STATED PROBLEM A: In the passage on the Daniel Morgan murder, who did Jonathan Rees and Sid Fillery sell confidential information to?
STATED PROBLEM B: Reproduce word for word the stretch of the passage on the Daniel Morgan murder from "The dead man’s" through "corrupt police officers.".

-- BEGIN PASSAGE GIVEN --

The dead man’s former partner Jonathan Rees and retired police detective sergeant Sid Fillery became one of the major clearing houses of confidential information provided by corrupt police officers.
They sold the information to Britain’s tabloid press, especially the News of the World.

DANIEL MORGAN
THE UNSOLVED murder of Daniel Morgan casts a dark shadow on the reputation of Scotland Yard. As Tory MP Tracey Crouch has said: “There is something about the Daniel Morgan murder that makes the Establishment very nervous … it is important we find out what it is and get justice for Daniel and his family.”
Photo: Morgan Family
Guardian reporter Nick Davies, in his book Hack Attack, stated:
“In a single year, 1996-97, the News of the World paid Southern a total of more than £160,000.”
Fillery later gave a revealing interview about the agency’s activities for the 2004 book Untouchables.
“Sid Fillery,” wrote authors Michael Gillard and Laurie Flynn, “is a big jovial, Toby jug of a man.”

-- END PASSAGE GIVEN --
-- BEGIN INFORMATION SUPPLIED --

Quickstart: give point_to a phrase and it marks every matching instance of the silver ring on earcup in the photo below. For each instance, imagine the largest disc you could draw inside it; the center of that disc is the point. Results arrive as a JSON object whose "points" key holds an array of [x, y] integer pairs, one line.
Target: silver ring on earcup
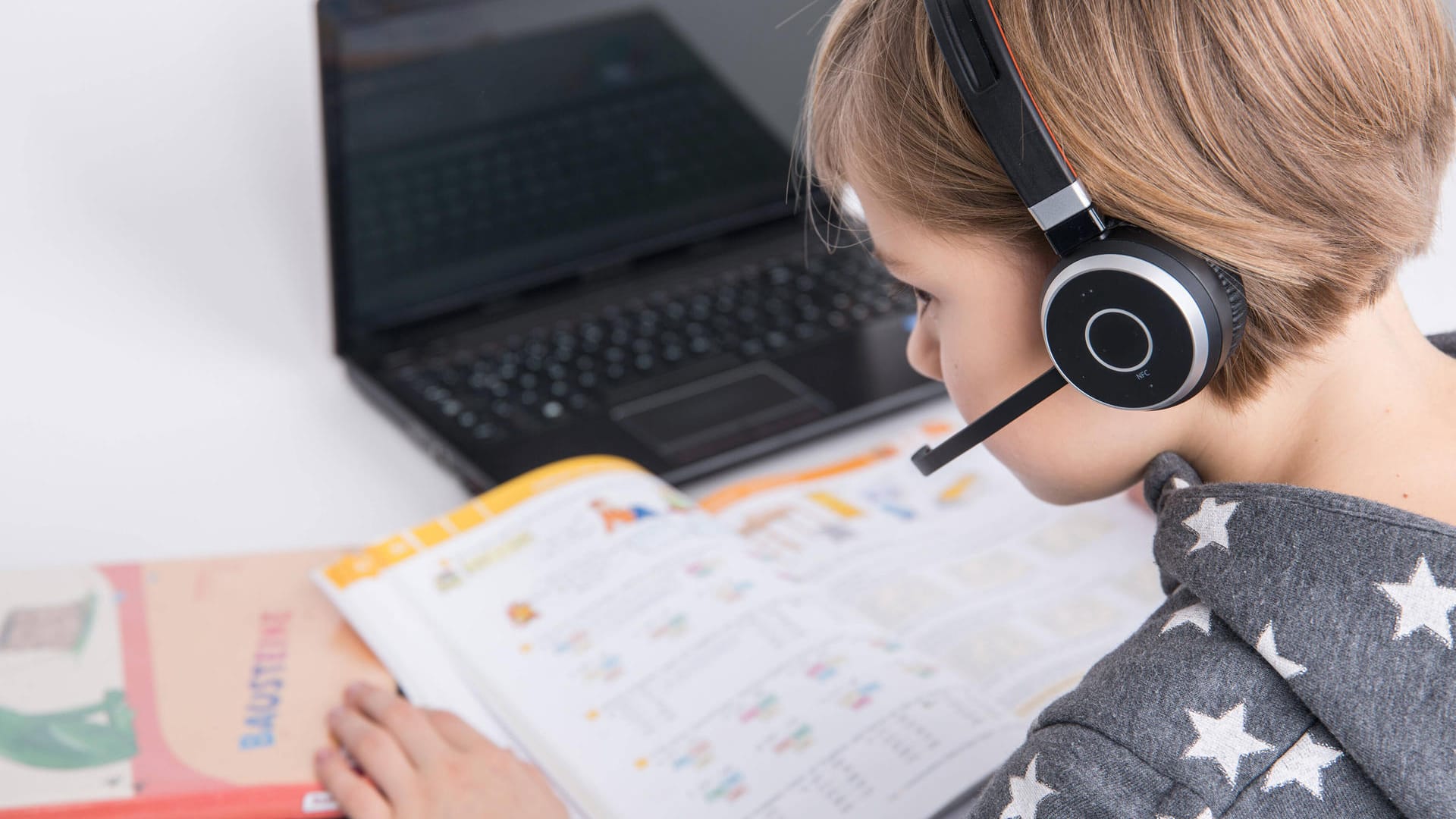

-- END INFORMATION SUPPLIED --

EXERCISE OUTPUT A: Britain's tabloid press, especially the News of the World.

EXERCISE OUTPUT B:
The dead man’s former partner Jonathan Rees and retired police detective sergeant Sid Fillery became one of the major clearing houses of confidential information provided by corrupt police officers.